**WRITTEN EXERCISE:** Please reproduce the material below word for word, starting at its first line and stopping after the line that contains "32,44,289,58", and include nothing else.

**RECORDED DATA:**
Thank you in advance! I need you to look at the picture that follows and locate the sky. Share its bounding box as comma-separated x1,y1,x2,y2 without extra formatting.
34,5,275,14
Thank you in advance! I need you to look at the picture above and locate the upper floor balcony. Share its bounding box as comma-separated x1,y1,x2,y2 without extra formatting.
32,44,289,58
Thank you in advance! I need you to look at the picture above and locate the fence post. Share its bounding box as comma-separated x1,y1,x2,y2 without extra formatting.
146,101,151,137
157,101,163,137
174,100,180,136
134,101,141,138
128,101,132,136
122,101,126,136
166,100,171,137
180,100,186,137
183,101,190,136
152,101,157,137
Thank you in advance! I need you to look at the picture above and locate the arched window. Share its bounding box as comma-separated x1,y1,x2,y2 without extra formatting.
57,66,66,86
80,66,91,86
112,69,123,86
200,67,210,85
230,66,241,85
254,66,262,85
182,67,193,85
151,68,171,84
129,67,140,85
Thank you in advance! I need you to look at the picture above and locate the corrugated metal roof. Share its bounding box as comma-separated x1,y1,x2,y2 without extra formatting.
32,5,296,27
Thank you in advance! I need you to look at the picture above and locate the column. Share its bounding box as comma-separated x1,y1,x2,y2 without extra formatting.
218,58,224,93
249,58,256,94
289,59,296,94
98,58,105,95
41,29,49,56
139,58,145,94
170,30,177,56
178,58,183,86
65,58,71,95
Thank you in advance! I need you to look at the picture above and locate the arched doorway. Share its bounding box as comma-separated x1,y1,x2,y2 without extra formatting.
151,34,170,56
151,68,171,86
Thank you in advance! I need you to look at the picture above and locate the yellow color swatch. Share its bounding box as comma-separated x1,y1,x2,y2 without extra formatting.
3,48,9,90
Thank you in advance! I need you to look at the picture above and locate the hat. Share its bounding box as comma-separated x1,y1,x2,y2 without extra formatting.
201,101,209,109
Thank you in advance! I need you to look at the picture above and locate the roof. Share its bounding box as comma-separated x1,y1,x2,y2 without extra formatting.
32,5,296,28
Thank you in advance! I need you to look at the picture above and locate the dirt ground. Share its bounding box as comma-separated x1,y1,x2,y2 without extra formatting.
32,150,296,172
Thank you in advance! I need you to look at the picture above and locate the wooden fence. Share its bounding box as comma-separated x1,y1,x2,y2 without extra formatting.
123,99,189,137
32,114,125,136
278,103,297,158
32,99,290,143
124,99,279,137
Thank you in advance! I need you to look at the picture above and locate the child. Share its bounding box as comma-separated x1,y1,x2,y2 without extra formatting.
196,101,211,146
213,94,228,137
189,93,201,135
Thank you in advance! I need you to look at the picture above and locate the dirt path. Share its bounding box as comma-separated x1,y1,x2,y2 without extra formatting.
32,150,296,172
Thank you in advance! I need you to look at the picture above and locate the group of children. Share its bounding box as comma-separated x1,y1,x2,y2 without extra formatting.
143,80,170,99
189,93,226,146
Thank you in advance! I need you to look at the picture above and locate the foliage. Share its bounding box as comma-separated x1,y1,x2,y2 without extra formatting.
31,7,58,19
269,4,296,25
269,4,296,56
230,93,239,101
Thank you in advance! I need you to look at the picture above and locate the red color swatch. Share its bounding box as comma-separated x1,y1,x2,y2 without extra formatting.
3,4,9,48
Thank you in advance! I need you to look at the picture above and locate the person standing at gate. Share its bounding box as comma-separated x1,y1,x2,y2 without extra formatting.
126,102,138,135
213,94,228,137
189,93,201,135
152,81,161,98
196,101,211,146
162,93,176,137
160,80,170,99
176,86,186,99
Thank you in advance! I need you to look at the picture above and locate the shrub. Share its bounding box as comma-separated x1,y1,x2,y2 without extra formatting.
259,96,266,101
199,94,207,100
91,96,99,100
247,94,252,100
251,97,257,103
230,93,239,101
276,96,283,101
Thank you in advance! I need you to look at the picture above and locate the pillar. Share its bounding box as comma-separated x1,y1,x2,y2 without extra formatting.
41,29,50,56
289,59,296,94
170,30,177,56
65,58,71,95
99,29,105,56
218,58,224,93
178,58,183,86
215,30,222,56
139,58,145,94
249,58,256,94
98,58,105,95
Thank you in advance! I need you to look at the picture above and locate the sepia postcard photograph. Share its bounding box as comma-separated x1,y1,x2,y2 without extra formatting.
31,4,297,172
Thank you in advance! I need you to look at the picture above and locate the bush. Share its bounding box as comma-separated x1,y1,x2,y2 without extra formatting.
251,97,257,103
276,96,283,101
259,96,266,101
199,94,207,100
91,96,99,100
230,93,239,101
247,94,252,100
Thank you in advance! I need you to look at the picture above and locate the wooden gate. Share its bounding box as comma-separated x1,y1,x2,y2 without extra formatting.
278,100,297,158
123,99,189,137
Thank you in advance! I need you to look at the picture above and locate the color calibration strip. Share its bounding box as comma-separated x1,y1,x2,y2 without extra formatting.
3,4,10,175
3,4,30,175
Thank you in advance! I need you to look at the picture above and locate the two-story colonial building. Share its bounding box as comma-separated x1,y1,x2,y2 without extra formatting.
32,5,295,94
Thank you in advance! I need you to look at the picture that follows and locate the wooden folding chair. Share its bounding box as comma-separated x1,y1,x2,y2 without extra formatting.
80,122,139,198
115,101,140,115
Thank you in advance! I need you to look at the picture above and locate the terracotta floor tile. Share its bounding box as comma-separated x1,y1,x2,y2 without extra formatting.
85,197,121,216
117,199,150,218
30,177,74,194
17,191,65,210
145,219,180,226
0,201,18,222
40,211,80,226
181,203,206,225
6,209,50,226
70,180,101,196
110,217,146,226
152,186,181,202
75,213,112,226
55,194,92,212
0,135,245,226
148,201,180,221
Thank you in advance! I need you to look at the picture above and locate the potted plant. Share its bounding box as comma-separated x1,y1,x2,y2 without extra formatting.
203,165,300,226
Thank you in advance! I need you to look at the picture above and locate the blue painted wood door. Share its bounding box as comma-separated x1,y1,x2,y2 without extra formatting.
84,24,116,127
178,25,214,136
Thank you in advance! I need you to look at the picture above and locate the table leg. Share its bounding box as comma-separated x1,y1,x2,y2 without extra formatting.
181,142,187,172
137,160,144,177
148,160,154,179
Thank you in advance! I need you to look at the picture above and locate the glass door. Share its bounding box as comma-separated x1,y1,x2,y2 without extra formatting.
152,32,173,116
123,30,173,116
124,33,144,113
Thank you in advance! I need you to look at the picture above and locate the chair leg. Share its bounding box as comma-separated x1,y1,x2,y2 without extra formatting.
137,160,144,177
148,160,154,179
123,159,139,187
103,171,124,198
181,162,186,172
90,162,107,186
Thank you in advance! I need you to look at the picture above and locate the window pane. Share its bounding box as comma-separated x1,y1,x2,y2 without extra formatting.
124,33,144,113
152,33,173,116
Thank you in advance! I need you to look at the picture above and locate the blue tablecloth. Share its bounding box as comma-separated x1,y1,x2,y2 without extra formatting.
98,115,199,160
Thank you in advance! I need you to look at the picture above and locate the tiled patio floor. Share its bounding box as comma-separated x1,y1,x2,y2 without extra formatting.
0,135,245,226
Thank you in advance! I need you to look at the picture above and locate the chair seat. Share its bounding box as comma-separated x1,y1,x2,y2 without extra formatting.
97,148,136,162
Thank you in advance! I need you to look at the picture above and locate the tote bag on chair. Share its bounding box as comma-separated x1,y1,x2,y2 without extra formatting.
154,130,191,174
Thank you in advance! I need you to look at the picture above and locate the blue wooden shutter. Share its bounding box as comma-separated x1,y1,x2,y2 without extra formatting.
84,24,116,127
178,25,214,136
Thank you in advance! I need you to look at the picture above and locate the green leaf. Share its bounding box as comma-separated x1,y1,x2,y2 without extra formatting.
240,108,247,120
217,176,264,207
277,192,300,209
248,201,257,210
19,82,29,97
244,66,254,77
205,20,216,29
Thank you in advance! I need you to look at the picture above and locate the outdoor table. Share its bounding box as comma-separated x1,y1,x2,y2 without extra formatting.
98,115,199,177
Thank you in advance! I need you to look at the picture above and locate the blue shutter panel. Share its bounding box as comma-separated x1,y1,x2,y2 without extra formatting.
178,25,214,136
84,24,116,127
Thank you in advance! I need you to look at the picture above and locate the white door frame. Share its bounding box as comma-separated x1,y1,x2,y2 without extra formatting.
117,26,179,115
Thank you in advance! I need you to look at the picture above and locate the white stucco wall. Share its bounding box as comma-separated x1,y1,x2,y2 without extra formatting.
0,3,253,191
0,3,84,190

**IN RESPONSE:**
Thank you in advance! I need you to look at the picture that follows and locate the sky. Share its bounding box as comma-separated x1,y1,x2,y2 without extra formatting.
34,5,275,14
Thank you in advance! I need you to look at the picture above and locate the upper floor balcony. Share its bounding box as comma-separated x1,y1,x2,y2 without extra formatting.
32,44,289,58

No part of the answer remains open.